## TEXT SHOWN
= Beginning of Section =

Decertification Risk Detection for Underwriters Laboratories — Case Study

Overview

100+ years of certification data, finally readable by software.

Underwriters Laboratories has been writing the rules of product safety since 1894. If something you've plugged in, worn, sat on, or driven through has a UL mark on it, somewhere there's a file describing exactly what's inside that product, who made the materials, and which UL standards every component meets. That archive is one of the most valuable safety datasets in the world. It's also, historically, written in the kind of long-form engineering prose that humans wrote for other humans, never expecting an algorithm would have to read it.

Here's the practical problem that creates. UL doesn't just certify finished products; it certifies the components and materials inside them. A power supply gets its UL listing partly on the strength of the plastic insulator inside it. A fuse mount inherits the certification of the tubing it's encased in. The whole certification ecosystem is a vast composition tree, and when a single node in that tree gets withdrawn, every product upstream of it can suddenly be out of compliance. The manufacturer might not even know.

UL did know, in theory. The data was right there in their files. But the files were unstructured, the components were referenced inconsistently, and tracing a withdrawn certification to every downstream product was a manual job that simply didn't get done in time. We built RISK so that it does.

The Problem

The risk lived in the files. The files lived in PDFs. The PDFs lived in cabinets.

Decertification events aren't rare. A component supplier changes a formulation. A test result expires. A standard gets revised. Any of those can cause UL to withdraw a previously-issued certification. The work then is finding everyone who depends on that certification, before something downstream ships with a UL mark it no longer technically deserves.

For decades, that work was done by hand. UL account engineers knew their major manufacturers' product lines, kept mental notes about which components were used where, and chased down the chain whenever a withdrawal came through. It worked at a small scale. It absolutely did not work at the scale UL actually operates: tens of thousands of certified components, hundreds of thousands of finished products, and an archive of supporting documents that goes back to the era of typewriters and carbon paper.

The data itself was the heart of the problem. Component references inside a product file might appear as a free-text mention of a manufacturer and a part number, sometimes with a UL file number, sometimes without. One product file might reference its insulating tubing as "NORRES SCHLAUCHTECHNIK PVC 111, file E228503." Another might say "NORRES Wellflex tube." A third might just say "PVC tubing." All three could be the same component. None of those would match each other in a database query.

= End of Section =

## TO DO
a) From the case study, set down the passage from "Underwriters Laboratories has" up to and including "to read it.", word for word.
b) Sum up the case study in two sentences.

## GIVEN INFORMATION
= Beginning of Section =

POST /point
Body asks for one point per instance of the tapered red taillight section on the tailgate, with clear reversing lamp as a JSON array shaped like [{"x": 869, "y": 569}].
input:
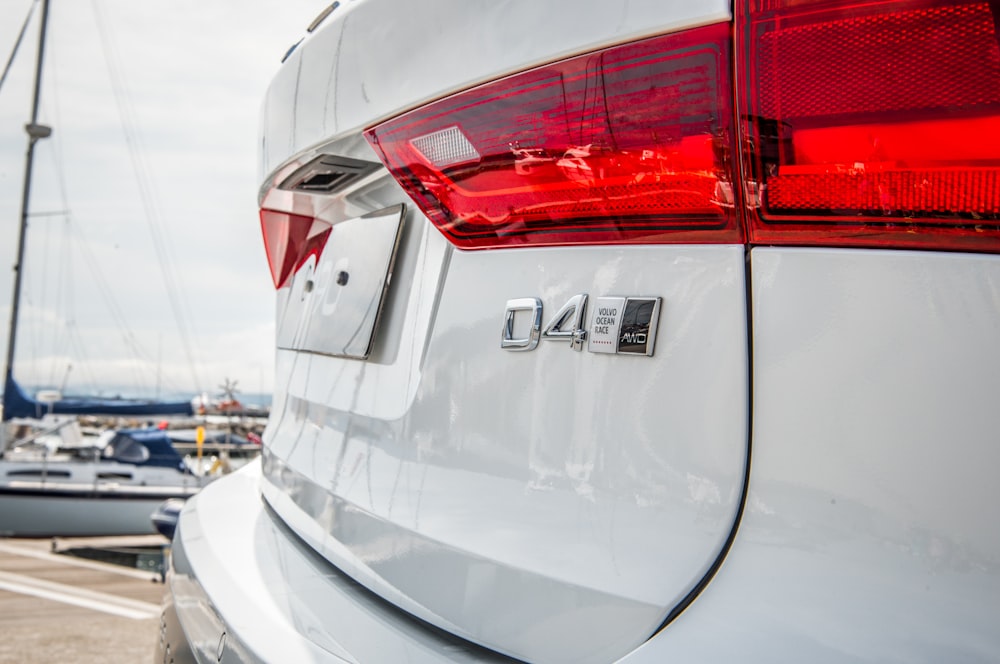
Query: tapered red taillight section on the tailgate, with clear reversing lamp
[{"x": 624, "y": 145}]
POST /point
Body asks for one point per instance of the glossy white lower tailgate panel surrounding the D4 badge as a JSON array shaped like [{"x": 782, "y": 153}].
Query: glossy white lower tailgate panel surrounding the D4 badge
[{"x": 550, "y": 504}]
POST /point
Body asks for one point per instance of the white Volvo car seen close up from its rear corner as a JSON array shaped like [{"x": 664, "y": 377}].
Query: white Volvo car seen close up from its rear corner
[{"x": 714, "y": 378}]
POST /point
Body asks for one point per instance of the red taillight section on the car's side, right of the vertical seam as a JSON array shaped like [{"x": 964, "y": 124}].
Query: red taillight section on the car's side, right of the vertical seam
[{"x": 872, "y": 123}]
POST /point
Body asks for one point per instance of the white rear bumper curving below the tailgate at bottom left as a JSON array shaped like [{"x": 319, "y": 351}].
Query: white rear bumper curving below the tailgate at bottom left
[{"x": 242, "y": 587}]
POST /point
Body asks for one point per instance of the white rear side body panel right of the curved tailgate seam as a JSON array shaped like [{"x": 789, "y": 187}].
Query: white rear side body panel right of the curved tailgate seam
[{"x": 869, "y": 533}]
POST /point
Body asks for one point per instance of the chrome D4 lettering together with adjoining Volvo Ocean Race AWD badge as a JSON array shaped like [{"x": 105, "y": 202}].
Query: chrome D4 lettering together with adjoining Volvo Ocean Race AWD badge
[{"x": 617, "y": 325}]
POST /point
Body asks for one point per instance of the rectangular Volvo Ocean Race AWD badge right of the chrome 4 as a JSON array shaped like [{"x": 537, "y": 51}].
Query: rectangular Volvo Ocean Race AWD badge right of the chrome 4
[{"x": 623, "y": 325}]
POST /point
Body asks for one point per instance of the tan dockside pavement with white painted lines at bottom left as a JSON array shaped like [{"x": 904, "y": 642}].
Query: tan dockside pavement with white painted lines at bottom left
[{"x": 60, "y": 608}]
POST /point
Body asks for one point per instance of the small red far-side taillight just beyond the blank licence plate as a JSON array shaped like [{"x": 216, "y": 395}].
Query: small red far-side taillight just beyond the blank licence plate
[{"x": 289, "y": 240}]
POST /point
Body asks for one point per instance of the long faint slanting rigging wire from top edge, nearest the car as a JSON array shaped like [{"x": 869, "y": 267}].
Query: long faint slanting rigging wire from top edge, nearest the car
[{"x": 146, "y": 192}]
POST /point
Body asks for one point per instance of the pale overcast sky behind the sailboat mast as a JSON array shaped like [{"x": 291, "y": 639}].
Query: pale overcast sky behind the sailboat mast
[{"x": 191, "y": 75}]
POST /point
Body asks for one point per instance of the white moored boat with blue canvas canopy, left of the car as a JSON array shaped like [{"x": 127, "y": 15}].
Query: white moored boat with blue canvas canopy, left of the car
[{"x": 59, "y": 483}]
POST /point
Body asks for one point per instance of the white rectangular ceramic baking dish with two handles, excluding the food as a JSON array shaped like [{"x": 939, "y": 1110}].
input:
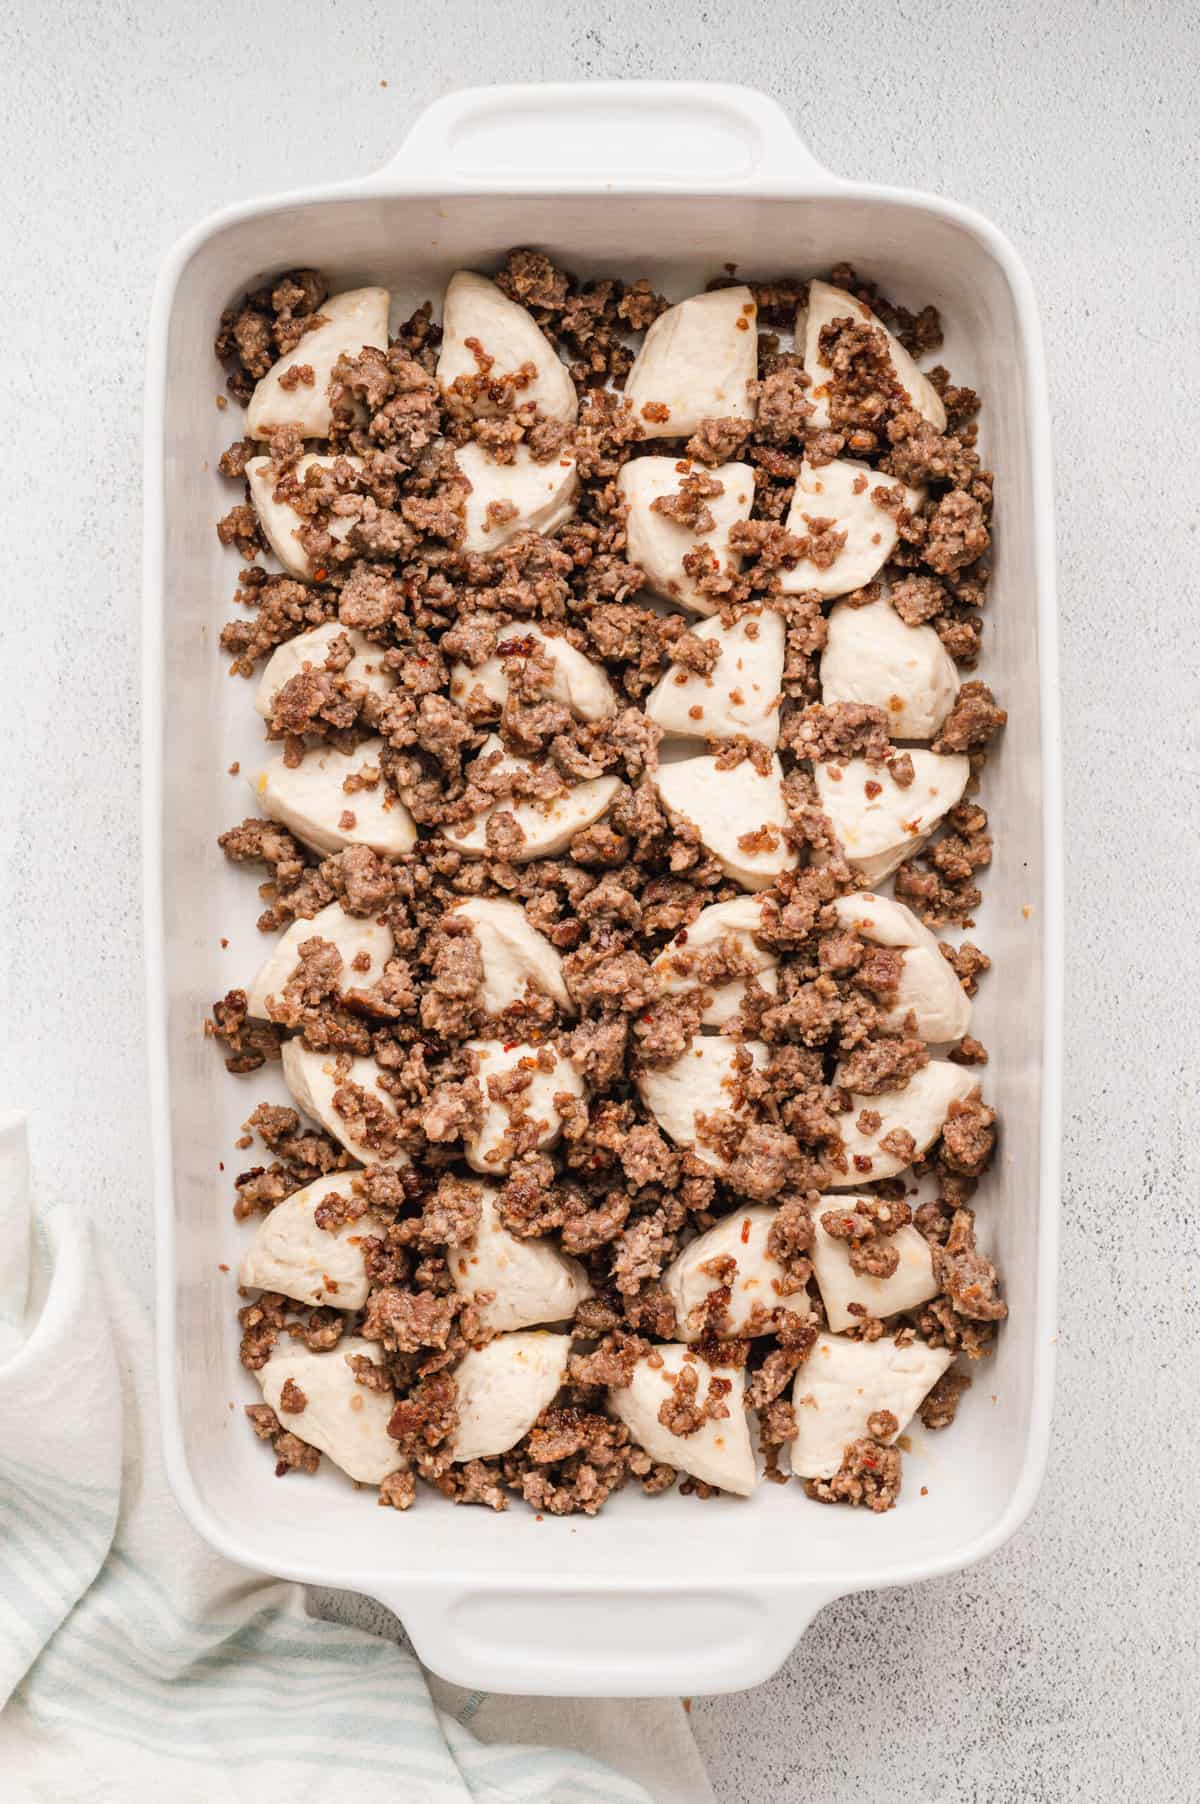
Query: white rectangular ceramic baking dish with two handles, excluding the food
[{"x": 665, "y": 1596}]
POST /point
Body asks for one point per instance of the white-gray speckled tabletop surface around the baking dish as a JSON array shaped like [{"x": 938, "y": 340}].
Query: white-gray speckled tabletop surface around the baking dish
[{"x": 1067, "y": 1666}]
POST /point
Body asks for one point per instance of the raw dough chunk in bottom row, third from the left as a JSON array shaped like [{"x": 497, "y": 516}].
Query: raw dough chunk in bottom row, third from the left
[{"x": 719, "y": 1453}]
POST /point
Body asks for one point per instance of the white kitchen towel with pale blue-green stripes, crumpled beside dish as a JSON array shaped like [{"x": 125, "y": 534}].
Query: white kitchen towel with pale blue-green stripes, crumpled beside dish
[{"x": 136, "y": 1661}]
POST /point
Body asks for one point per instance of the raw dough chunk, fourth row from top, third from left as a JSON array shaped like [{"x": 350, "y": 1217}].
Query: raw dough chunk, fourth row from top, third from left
[{"x": 737, "y": 813}]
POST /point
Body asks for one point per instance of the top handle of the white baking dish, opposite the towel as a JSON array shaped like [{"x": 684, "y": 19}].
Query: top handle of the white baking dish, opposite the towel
[{"x": 636, "y": 136}]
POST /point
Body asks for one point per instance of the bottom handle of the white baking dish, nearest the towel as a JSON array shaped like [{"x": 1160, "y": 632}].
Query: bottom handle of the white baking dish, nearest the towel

= End of Section =

## TASK-BY-TASK ANSWERS
a)
Underwriters Laboratories has been writing the rules of product safety since 1894. If something you've plugged in, worn, sat on, or driven through has a UL mark on it, somewhere there's a file describing exactly what's inside that product, who made the materials, and which UL standards every component meets. That archive is one of the most valuable safety datasets in the world. It's also, historically, written in the kind of long-form engineering prose that humans wrote for other humans, never expecting an algorithm would have to read it.

b) Underwriters Laboratories certifies components and materials as well as finished products, so when one certification is withdrawn, every product that depends on it can fall out of compliance. Tracing those products was long done by hand, which failed at UL's scale because its files were unstructured and referred to components inconsistently, and RISK was built so the tracing gets done in time.